**Dataset records**

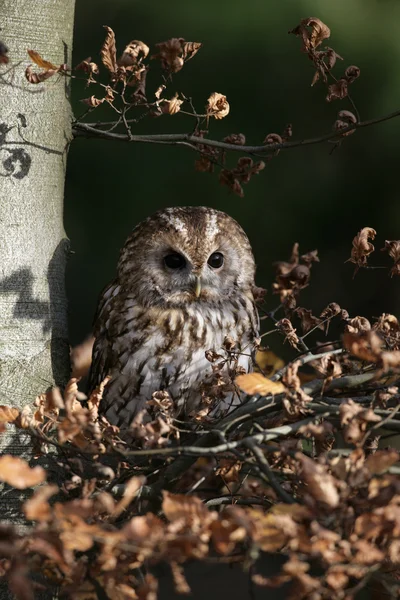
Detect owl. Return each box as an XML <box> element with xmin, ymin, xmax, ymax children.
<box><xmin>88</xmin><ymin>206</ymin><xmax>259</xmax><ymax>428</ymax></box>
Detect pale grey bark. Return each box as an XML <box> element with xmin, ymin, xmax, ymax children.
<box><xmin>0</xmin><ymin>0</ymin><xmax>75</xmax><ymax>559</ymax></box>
...
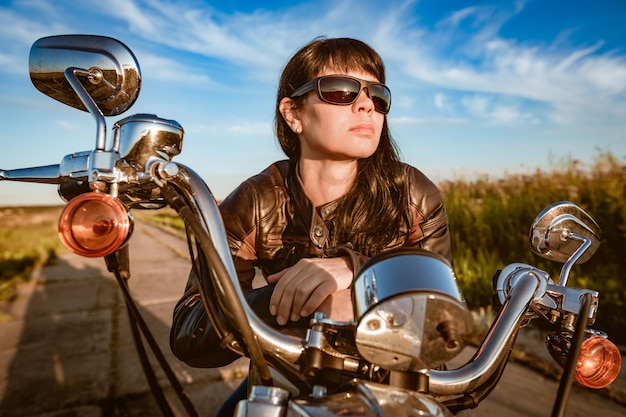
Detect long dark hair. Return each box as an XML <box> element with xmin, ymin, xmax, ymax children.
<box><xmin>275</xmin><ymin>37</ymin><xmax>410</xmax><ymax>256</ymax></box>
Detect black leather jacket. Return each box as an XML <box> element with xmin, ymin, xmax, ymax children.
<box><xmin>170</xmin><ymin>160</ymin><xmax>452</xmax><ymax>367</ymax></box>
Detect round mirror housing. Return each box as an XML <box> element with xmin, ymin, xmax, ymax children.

**What you are asked to do**
Only the lines above starting at the line that holds "Detect black leather" and ending at the line that holds "Detect round mirror" are to be repeated, exactly and in full.

**Answer space**
Detect black leather jacket. Return each box as an XML <box> element with xmin, ymin, xmax, ymax children.
<box><xmin>170</xmin><ymin>160</ymin><xmax>452</xmax><ymax>367</ymax></box>
Detect round mirror housing. Return each box as an XML <box> element with xmin, ymin, xmax, ymax children.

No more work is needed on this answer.